TASK TO CARRY OUT —
Set down, word for word, everything in the artifacts page below from "AUTO_KEY_PREFIX = ln.core.storage.paths.AUTO_KEY_PREFIX" down to "cache_csv_path = artifact.cache()".
--- Start EXTRACT ---
Add, replace, cache and delete artifacts

import pytest
import lamindb as ln

ln.setup.login("testuser1")
ln.setup.init(storage="s3://lamindb-ci/test-add-replace-stage")
✅ logged in with email testuser1@lamin.ai (uid: DzTjkKse)
❗ updating local SQLite & locking cloud SQLite (sync back & unlock: lamin close)
💡 the lock has not been initialized, trying to obtain the lock.

Save with auto-managed (key=None)

AUTO_KEY_PREFIX = ln.core.storage.paths.AUTO_KEY_PREFIX
root = ln.settings.storage
artifact = ln.Artifact("./test-files/iris.csv", description="iris.csv")
❗ no run & transform get linked, consider calling ln.track()
artifact.save()
Artifact(uid='8GMTzYFhoIvVkHg95qRT', description='iris.csv', suffix='.csv', size=224, hash='iwc1TmF1TW_l5weDvscSHw', hash_type='md5', visibility=1, key_is_virtual=True, created_by_id=1, storage_id=1, updated_at='2024-06-13 12:18:39 UTC')
key_path = root / f"{AUTO_KEY_PREFIX}{artifact.uid}{artifact.suffix}"
assert key_path.exists()
cache_csv_path = artifact.cache()
cache_csv_path
PosixUPath('/home/runner/.cache/lamindb/lamindb-ci/test-add-replace-stage/.lamindb/8GMTzYFhoIvVkHg95qRT.csv')
assert cache_csv_path.suffix == ".csv"
artifact.replace("./test-files/iris.data")
❗ no run & transform get linked, consider calling ln.track()
artifact.save()
Artifact(uid='8GMTzYFhoIvVkHg95qRT', description='iris.csv', suffix='.data', size=182, hash='42Br6no9CjB6s5ZbmO-bmw', hash_type='md5', visibility=1, key_is_virtual=True, created_by_id=1, storage_id=1, updated_at='2024-06-13 12:18:39 UTC')
--- End EXTRACT ---
--- Start DATA SECTION ---
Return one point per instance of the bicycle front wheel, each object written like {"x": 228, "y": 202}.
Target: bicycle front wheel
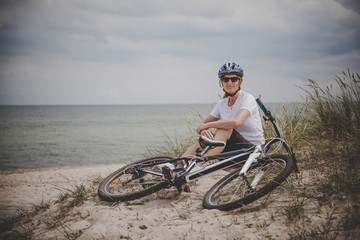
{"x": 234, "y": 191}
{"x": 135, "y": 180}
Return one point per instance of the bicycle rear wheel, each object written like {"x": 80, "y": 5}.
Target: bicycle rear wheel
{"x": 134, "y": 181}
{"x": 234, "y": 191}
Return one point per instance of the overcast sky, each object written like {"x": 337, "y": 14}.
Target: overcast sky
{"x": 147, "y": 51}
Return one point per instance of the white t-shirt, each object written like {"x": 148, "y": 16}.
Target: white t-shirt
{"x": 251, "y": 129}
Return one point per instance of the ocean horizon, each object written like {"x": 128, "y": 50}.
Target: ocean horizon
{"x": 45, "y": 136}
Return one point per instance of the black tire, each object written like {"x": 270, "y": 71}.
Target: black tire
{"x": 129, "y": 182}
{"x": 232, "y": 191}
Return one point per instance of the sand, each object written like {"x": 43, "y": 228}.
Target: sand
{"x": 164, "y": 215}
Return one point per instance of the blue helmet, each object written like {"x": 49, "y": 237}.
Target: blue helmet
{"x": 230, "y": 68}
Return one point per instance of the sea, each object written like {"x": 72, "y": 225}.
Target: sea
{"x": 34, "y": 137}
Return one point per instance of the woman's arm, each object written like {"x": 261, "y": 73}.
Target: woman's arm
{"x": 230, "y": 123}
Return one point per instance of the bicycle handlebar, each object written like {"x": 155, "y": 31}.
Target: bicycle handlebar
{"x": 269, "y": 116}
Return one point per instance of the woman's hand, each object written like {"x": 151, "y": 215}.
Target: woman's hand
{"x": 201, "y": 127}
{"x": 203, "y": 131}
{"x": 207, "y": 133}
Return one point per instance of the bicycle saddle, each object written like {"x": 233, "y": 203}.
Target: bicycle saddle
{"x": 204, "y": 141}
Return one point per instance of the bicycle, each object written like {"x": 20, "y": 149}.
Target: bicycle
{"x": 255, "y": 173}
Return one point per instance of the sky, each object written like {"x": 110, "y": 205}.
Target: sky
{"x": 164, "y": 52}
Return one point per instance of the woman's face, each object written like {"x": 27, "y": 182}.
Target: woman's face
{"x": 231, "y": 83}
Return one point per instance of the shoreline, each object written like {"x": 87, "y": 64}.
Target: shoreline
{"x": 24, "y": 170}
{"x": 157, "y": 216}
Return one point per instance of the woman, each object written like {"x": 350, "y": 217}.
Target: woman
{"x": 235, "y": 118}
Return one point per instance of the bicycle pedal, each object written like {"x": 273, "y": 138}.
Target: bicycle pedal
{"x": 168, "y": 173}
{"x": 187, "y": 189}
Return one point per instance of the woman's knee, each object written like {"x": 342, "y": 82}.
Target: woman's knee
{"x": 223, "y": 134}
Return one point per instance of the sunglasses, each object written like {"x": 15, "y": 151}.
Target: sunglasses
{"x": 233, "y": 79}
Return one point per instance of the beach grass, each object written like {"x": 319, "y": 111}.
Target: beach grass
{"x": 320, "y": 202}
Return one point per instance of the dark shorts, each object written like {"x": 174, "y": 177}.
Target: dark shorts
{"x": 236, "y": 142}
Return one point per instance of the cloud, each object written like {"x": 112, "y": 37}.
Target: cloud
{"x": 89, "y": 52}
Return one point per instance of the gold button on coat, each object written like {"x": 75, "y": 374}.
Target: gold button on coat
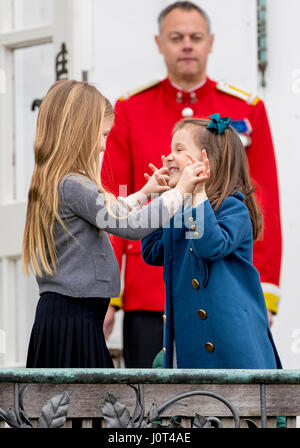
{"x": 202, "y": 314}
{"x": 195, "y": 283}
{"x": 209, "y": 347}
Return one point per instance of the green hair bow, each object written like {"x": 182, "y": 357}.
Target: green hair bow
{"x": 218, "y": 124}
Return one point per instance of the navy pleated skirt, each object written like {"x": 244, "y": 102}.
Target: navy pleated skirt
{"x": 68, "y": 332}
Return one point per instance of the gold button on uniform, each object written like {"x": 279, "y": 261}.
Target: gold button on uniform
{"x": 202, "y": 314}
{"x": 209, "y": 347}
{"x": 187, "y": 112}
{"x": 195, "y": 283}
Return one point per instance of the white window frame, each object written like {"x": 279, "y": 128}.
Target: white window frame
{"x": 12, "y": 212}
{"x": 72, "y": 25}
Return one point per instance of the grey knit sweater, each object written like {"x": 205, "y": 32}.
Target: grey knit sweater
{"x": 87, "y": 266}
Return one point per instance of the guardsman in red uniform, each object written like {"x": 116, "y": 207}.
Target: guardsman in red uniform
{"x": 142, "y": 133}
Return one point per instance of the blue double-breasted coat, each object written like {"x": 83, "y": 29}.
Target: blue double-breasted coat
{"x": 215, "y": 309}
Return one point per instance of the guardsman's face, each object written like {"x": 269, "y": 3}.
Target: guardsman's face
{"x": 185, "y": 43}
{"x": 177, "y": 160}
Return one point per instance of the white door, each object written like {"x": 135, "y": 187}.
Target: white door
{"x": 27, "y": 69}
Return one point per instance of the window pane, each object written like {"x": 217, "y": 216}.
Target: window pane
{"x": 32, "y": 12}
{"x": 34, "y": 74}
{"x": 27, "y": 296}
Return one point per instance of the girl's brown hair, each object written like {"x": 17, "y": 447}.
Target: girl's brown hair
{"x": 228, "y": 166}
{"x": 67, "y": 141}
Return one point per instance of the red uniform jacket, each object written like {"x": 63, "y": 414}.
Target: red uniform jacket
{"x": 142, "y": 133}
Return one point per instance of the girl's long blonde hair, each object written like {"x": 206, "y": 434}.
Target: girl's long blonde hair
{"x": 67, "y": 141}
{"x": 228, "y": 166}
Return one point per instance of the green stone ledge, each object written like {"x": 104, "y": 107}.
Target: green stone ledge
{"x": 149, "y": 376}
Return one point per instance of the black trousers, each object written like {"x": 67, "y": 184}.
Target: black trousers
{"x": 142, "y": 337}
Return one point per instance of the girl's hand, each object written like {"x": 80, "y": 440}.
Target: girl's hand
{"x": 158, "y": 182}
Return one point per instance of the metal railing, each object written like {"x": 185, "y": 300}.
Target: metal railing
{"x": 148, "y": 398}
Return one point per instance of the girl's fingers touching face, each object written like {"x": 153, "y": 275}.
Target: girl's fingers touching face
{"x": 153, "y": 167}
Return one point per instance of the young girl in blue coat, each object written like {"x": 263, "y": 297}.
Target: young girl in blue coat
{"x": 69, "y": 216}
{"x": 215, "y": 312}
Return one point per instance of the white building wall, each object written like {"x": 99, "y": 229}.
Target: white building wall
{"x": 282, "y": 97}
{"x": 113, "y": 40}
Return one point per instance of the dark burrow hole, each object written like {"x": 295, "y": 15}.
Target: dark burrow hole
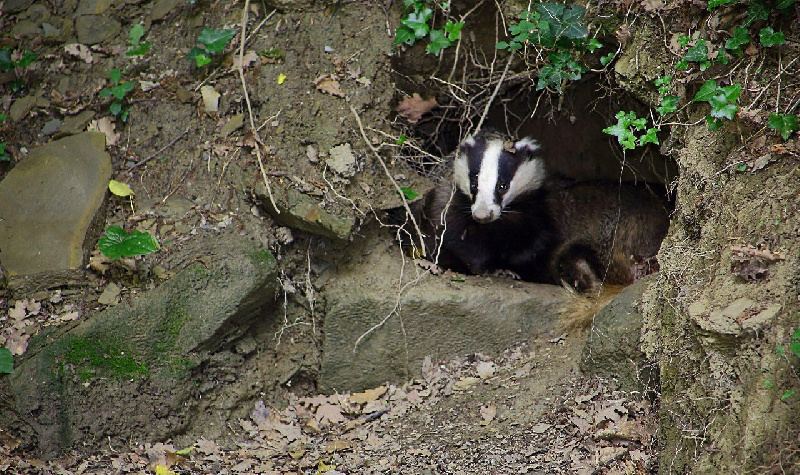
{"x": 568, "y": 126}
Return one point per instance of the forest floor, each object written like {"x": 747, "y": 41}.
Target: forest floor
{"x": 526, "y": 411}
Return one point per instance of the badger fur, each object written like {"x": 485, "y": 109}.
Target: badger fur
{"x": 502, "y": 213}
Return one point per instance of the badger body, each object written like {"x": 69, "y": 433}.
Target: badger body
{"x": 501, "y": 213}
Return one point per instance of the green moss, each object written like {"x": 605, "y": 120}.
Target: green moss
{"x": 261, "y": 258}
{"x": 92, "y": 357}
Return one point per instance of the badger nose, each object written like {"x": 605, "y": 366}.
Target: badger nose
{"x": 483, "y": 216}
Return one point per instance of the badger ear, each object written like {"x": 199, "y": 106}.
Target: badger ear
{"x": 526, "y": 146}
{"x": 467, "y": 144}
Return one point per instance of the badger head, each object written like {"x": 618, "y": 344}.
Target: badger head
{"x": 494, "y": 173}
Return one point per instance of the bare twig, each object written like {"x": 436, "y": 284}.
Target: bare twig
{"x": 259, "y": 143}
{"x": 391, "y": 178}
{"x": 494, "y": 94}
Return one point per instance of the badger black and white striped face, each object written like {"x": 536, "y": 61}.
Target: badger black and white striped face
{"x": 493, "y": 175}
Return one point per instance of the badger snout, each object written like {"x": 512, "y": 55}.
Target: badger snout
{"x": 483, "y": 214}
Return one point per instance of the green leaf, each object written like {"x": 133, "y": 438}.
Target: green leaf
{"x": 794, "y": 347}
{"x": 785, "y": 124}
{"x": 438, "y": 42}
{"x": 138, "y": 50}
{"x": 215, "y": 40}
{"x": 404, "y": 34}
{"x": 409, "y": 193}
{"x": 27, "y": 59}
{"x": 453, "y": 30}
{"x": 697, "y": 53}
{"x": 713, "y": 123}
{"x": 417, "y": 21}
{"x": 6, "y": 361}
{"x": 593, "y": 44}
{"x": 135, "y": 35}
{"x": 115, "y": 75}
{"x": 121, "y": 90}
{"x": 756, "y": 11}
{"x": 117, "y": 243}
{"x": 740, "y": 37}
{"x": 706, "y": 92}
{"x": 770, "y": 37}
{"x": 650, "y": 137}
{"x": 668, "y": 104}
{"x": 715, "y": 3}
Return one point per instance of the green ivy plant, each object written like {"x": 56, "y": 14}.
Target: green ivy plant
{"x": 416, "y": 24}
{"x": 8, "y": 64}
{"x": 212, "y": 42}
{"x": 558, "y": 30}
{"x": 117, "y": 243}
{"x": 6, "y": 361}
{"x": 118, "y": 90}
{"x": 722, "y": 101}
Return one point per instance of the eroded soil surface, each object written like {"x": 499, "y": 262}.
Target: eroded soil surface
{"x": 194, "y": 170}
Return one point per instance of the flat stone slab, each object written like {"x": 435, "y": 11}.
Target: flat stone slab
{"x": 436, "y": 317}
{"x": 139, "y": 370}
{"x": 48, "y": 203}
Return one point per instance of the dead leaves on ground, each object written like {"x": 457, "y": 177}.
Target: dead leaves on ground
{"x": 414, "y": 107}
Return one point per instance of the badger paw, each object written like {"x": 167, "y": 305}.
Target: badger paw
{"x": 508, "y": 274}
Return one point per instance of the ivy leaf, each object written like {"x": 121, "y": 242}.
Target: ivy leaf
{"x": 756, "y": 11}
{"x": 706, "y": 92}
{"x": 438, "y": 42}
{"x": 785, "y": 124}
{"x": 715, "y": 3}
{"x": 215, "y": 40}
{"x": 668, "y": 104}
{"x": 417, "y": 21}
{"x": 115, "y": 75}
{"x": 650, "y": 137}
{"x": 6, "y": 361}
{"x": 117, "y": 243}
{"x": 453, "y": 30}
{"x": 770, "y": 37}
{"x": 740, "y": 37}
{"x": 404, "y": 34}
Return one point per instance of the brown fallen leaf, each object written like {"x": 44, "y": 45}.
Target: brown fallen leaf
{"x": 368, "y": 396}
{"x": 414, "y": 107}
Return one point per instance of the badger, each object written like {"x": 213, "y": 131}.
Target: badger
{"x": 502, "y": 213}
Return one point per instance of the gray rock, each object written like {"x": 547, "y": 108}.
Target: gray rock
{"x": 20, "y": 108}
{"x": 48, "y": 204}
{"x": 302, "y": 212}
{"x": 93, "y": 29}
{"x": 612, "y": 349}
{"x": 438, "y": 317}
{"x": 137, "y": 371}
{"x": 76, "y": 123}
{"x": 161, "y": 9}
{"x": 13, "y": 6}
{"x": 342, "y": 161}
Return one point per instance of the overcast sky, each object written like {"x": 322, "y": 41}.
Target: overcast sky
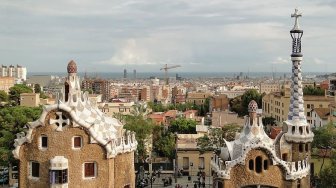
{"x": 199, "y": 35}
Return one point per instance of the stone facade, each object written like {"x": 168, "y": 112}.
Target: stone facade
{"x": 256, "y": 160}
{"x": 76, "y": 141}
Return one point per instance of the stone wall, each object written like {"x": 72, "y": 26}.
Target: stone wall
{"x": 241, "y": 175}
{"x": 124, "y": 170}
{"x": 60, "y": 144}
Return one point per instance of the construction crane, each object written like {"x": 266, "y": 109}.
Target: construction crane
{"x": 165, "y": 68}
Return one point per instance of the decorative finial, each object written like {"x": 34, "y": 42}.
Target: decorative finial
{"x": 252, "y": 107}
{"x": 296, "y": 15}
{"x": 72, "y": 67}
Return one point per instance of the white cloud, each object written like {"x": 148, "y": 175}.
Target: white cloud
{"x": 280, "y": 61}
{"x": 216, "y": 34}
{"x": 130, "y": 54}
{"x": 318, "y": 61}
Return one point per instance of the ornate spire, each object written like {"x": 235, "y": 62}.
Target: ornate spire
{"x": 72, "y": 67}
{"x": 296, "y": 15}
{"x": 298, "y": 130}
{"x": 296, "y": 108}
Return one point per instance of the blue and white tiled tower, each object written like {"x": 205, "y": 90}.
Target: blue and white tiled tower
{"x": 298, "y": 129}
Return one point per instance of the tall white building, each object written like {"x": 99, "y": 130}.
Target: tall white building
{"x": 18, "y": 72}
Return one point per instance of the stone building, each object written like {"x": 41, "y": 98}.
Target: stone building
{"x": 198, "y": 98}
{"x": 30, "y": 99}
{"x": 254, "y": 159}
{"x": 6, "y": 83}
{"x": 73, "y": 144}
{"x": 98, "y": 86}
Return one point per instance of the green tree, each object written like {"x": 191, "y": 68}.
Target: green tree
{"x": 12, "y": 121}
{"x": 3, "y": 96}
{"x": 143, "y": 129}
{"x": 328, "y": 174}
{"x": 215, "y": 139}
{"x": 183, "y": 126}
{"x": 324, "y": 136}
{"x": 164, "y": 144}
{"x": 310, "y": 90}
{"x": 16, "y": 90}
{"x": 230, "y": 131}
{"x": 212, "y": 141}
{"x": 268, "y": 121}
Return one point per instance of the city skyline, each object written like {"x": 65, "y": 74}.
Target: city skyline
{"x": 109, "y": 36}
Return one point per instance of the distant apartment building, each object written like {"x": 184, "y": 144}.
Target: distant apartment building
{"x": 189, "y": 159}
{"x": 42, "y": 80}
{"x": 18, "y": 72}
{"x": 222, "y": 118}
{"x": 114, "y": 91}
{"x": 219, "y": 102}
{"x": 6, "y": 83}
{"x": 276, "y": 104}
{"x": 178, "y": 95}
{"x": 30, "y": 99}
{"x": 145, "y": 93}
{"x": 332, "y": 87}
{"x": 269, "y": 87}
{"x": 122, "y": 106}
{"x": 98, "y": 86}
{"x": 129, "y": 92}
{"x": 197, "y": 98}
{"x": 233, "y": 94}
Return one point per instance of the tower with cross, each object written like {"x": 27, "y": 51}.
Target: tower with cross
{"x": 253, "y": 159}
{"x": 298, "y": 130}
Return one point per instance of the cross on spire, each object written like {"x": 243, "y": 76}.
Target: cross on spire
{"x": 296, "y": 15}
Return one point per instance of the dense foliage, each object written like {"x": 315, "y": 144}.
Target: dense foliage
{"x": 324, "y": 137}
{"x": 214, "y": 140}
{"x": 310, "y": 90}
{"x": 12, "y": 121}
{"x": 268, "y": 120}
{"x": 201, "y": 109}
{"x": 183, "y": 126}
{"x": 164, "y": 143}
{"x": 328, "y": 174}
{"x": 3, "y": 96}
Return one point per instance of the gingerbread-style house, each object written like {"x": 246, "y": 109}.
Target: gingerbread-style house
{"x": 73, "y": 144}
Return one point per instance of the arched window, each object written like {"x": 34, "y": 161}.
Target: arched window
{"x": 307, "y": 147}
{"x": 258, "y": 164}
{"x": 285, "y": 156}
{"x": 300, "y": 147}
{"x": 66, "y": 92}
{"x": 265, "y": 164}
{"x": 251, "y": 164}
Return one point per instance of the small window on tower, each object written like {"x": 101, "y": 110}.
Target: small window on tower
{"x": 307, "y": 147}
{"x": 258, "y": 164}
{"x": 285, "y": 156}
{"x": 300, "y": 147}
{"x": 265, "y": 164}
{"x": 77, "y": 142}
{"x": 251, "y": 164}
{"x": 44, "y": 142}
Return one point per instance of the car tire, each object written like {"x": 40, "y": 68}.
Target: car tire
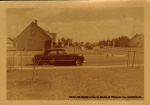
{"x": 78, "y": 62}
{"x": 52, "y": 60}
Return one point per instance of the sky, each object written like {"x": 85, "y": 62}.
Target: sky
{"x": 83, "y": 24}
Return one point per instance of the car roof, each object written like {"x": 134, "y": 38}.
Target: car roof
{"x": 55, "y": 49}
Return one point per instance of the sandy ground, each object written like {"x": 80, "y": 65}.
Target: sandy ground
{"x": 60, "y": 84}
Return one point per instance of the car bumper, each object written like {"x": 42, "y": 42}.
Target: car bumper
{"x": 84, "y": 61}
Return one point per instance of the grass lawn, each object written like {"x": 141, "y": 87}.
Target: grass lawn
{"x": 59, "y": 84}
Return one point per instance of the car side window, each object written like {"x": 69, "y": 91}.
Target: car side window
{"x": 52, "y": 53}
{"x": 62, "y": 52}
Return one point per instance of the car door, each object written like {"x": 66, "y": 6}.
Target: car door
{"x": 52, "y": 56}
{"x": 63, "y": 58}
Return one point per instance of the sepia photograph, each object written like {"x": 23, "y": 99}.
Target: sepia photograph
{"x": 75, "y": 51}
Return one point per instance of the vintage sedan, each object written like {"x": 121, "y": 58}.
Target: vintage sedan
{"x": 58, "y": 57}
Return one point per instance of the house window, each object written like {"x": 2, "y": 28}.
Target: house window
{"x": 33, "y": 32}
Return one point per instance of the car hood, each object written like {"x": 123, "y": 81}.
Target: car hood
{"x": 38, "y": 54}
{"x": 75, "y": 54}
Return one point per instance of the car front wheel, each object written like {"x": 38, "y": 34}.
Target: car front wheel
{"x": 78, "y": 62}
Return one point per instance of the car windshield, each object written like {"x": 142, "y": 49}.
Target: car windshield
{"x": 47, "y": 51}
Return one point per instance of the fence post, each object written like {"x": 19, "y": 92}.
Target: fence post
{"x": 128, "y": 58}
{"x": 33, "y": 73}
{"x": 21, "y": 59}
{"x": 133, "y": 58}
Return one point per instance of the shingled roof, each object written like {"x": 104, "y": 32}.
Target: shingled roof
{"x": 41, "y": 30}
--- End DATA SECTION ---
FINAL ANSWER —
AUTO_KEY_PREFIX = ln.core.storage.paths.AUTO_KEY_PREFIX
root = ln.settings.storage
artifact = ln.Artifact("./test-files/iris.csv", description="iris.csv")
❗ no run & transform get linked, consider calling ln.track()
artifact.save()
Artifact(uid='8GMTzYFhoIvVkHg95qRT', description='iris.csv', suffix='.csv', size=224, hash='iwc1TmF1TW_l5weDvscSHw', hash_type='md5', visibility=1, key_is_virtual=True, created_by_id=1, storage_id=1, updated_at='2024-06-13 12:18:39 UTC')
key_path = root / f"{AUTO_KEY_PREFIX}{artifact.uid}{artifact.suffix}"
assert key_path.exists()
cache_csv_path = artifact.cache()